··· Document excerpt

Corrected: A wording error in an earlier version of this story incorrectly implied that the Wisconsin test would have a high passing rate.
A handful of states are gradually adopting licensing tests that measure aspiring elementary teachers’ ability to master aspects of what’s arguably their most important task: teaching students to read.
In the most recent example of what appears to be a slow but steady push, Wisconsin became the latest state to adopt a rigorous, stand-alone test of elementary teachers’ knowledge of the science of reading. Though such efforts to improve the quality of reading instruction generally have been pushed by a fairly small network of constituents, those proponents say that updating licensing exams is one of the few ways states can ensure that reading-instruction skills are taught in teacher training.
“I think it’s definitely increased attention to the need to cover this content in a more consistent way,” said Louise Spear-Swerling, a professor in the department of special education and reading at Southern Connecticut State University, in New Haven. The state adopted neighboring Massachusetts’ reading test in 2009.
“It’s only one piece of what we need to do to prepare teachers well,” Ms. Spear-Swerling said. “It’s not a cure-all. It does not measure how well a teacher translates content into practice. But it’s an important piece, because it’s foundational knowledge teachers need to have.”
Impact on Preparation
Historically, elementary-licensure tests have measured content knowledge across a variety of subjects. Many such exams have not been long or detailed enough to report a separate score for each content area.
In effect, critics say, that has meant a candidate could do poorly in the crucial area of teaching reading but answer enough questions correctly overall to earn a license. That started to change in the late 1990s, when California became the first state whose legislature required elementary teachers to pass a separate test in reading instruction. Massachusetts began to administer such a test for all elementary teachers in 2003, and other states have since followed suit.
The recently adopted Wisconsin test originated in Massachusetts. Its content was largely shaped by Sandra Stotsky, a former official in the state education department and later a member of the state board of education. The exam emphasizes teacher knowledge of the five crucial aspects of reading instruction outlined in the 2000 National Reading Panel report. Those components include phonics, phonemic awareness, vocabulary, comprehension, and fluency.
Ms. Stotsky, a professor of education reform at the University of Arkansas, in Fayetteville, has since served as an unpaid consultant to groups interested in adopting the exam in their states, including Connecticut and Wisconsin.
In Wisconsin, the test was recommended by a task force headed by Gov. Scott Walker, a Republican, and state schools Superintendent Tony Evers, a Democrat. It was included in a recently passed education law that features a reading agenda as well as changes to teacher-evaluation policies.
The idea had been in the air for some time. Concerned with stagnant reading scores on the National Assessment of Educational Progress, the Wisconsin chapter of the International Dyslexia Association and the Wisconsin Reading Coalition had spent much time trying to drum up interest among state constituents without much success, said Pam Heyde, a private reading tutor who worked with the groups.
“We heard numerous things, all amounting to variations on avoiding the problem, so we decided we had to go around all these roadblocks” through legislation, she said.
A proposal was introduced as early as 2009, but it was only after the Statehouse tilted to Republicans that it garnered enough support to pass, including the votes of some Democratic lawmakers.
Experts in states that have already adopted similar exams say they have helped address one long-standing problem: inconsistent reading instruction across education schools.

······

→ **Short problem A**: Write out the portion of the article on reading licensing tests from "Ms. Stotsky, a" up to and including "Connecticut and Wisconsin.".
The article and the records were drawn from separate sources.

··· Data provided

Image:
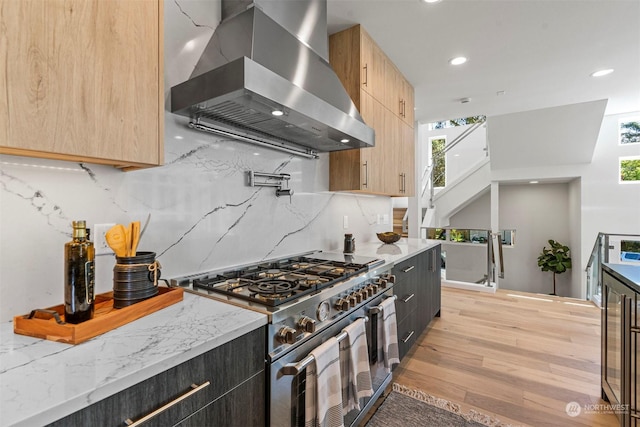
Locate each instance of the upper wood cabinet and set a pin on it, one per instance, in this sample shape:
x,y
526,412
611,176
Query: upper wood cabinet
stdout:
x,y
82,80
377,89
373,67
399,94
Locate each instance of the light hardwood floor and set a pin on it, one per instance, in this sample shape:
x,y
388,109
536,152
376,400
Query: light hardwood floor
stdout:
x,y
518,357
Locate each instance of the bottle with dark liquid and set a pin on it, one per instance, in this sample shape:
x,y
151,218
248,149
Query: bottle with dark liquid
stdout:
x,y
79,276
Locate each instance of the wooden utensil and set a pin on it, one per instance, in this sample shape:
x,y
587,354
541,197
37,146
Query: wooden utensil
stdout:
x,y
128,231
135,237
116,238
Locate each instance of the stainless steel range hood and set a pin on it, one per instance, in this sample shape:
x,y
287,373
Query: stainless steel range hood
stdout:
x,y
271,57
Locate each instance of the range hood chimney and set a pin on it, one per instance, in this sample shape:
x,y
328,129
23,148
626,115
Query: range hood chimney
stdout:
x,y
265,78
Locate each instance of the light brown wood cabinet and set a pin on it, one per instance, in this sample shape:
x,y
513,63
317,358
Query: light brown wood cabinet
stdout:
x,y
82,80
383,97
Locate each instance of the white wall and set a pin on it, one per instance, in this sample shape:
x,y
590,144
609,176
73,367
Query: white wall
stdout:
x,y
537,213
203,216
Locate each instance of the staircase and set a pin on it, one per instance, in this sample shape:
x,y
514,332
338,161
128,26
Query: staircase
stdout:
x,y
398,221
457,195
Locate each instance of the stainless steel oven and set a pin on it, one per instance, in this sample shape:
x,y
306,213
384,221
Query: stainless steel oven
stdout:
x,y
287,374
308,298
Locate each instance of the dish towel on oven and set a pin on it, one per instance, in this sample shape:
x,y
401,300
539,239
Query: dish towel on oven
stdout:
x,y
354,364
388,335
323,390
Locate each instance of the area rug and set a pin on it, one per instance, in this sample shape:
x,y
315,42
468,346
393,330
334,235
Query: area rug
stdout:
x,y
405,407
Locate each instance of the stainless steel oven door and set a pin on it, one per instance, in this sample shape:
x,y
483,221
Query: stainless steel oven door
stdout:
x,y
286,391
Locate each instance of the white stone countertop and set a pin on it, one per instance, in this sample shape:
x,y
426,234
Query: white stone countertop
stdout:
x,y
42,381
395,252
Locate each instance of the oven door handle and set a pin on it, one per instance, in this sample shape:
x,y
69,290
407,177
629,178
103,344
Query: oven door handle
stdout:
x,y
378,309
296,368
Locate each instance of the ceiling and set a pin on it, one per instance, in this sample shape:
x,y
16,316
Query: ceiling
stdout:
x,y
539,53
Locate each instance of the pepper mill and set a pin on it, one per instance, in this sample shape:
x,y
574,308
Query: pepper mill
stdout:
x,y
349,244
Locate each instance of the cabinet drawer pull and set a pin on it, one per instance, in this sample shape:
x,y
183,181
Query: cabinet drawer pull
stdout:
x,y
407,298
366,174
194,390
408,337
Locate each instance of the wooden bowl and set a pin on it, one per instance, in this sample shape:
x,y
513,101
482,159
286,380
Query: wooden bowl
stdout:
x,y
388,237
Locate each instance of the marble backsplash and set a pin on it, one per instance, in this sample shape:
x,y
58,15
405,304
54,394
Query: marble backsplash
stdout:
x,y
203,214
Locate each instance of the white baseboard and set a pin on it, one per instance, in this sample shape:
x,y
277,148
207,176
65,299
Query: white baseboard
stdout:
x,y
469,286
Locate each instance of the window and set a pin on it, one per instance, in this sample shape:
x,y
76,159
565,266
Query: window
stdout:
x,y
630,169
438,159
629,130
630,250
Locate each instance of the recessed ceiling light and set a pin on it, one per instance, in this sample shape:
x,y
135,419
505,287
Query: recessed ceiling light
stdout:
x,y
458,60
601,73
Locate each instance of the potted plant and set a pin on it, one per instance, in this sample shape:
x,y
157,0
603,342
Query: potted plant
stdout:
x,y
556,259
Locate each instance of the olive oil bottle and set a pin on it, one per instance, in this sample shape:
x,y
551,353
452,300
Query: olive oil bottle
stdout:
x,y
79,276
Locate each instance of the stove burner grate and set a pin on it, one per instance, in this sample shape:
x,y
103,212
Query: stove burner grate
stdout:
x,y
273,288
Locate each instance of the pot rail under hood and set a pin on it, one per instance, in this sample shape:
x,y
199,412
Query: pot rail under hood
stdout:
x,y
271,56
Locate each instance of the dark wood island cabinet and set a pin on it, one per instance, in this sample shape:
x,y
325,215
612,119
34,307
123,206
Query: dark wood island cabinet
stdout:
x,y
417,287
224,386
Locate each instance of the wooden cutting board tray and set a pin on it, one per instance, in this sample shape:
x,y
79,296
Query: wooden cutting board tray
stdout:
x,y
105,318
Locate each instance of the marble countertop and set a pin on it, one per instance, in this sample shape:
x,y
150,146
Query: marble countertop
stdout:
x,y
395,252
628,274
42,381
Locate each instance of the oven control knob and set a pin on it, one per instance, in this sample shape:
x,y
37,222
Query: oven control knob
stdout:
x,y
355,299
352,300
381,283
390,278
286,335
307,324
342,304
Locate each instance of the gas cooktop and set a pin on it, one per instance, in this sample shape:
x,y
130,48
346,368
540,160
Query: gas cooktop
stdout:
x,y
275,282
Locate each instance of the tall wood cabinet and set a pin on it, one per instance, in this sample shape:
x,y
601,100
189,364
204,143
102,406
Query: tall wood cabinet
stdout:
x,y
385,100
82,80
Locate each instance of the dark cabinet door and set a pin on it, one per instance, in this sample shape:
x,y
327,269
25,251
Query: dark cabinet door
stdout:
x,y
435,281
407,333
241,407
406,287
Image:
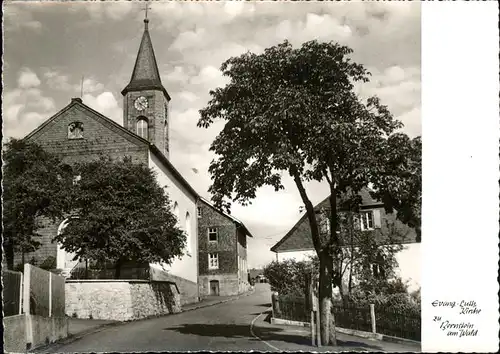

······

→ **Short problem B**: Give again the records from the line with "Locate each instance of the marble countertop" up to and including the last line of the records, omitting the pictures.

→ **Final answer A**:
Ms. Stotsky, a professor of education reform at the University of Arkansas, in Fayetteville, has since served as an unpaid consultant to groups interested in adopting the exam in their states, including Connecticut and Wisconsin.

→ **Final answer B**:
Locate each instance of the marble countertop and set a pin on it, one per instance, in this sample shape:
x,y
150,146
Query: marble countertop
stdout:
x,y
395,252
628,274
42,381
Locate each instance of the oven control knob and set a pin on it, one per instance, in this sample shape:
x,y
37,222
Query: oven control knob
stdout:
x,y
355,299
352,300
381,283
390,278
286,335
307,324
342,304
Locate each instance of the gas cooktop and set a pin on it, one per instance, in this sample shape:
x,y
130,48
346,368
540,160
Query: gas cooktop
stdout:
x,y
275,282
Locate each instance of the tall wood cabinet and set a pin on it, one per instance, in this sample shape:
x,y
601,100
189,364
204,143
102,406
Query: tall wood cabinet
stdout:
x,y
385,100
82,80
Locate each instance of the dark cabinet door and set a pin on it, one per instance, in this sample shape:
x,y
327,269
25,251
Query: dark cabinet door
stdout:
x,y
435,281
407,333
241,407
406,287
Image:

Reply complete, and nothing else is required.